Work instructions: Copy out the items below word for word, starting at the line that contains "the form (144,28)." and ending at the last line of the items, including both of those lines.

---------- Supplied records ----------

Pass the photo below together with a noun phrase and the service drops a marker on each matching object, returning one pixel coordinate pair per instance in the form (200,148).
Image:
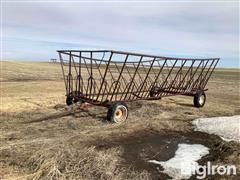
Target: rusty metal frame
(107,79)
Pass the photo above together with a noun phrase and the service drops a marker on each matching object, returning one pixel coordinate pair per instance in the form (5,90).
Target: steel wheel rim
(120,114)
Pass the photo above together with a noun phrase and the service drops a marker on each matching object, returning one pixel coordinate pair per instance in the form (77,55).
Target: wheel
(199,99)
(118,113)
(154,91)
(69,100)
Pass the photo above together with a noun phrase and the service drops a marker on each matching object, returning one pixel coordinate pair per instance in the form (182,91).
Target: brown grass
(65,146)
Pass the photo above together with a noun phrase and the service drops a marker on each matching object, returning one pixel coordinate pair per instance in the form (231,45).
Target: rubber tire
(196,99)
(69,101)
(112,110)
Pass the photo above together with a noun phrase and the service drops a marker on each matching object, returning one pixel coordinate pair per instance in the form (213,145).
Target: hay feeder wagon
(111,78)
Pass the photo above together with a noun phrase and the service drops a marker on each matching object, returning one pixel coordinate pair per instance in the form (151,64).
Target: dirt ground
(83,145)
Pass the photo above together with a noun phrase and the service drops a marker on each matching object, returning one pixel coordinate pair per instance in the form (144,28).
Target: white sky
(35,30)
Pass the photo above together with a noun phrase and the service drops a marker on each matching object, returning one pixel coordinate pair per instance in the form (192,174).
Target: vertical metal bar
(156,79)
(182,81)
(205,83)
(177,75)
(203,68)
(79,72)
(69,72)
(64,78)
(104,76)
(91,75)
(147,75)
(133,77)
(119,77)
(167,76)
(192,77)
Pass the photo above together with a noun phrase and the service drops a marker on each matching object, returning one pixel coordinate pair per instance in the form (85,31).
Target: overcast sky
(35,30)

----------

Solution to this task:
Pass the photo above together with a noun phrase and the service drops a marker on each matching object, returning one pixel coordinate pair per instance in the form (144,28).
Target: white sky
(35,30)
Pass the photo above together with a noun phrase and the service drops a marker on each matching object, returning one pixel coordinate pair per instance in the form (192,174).
Target: vertical metal bar
(156,79)
(182,81)
(205,83)
(177,75)
(203,68)
(79,72)
(69,72)
(64,78)
(104,76)
(91,75)
(147,75)
(133,77)
(119,77)
(167,76)
(192,77)
Pass the photo above together with a noun phrase and the service drops a marker on each matching object, returning one pixel coordinate pair per instance in the form (85,31).
Target: overcast sky
(35,30)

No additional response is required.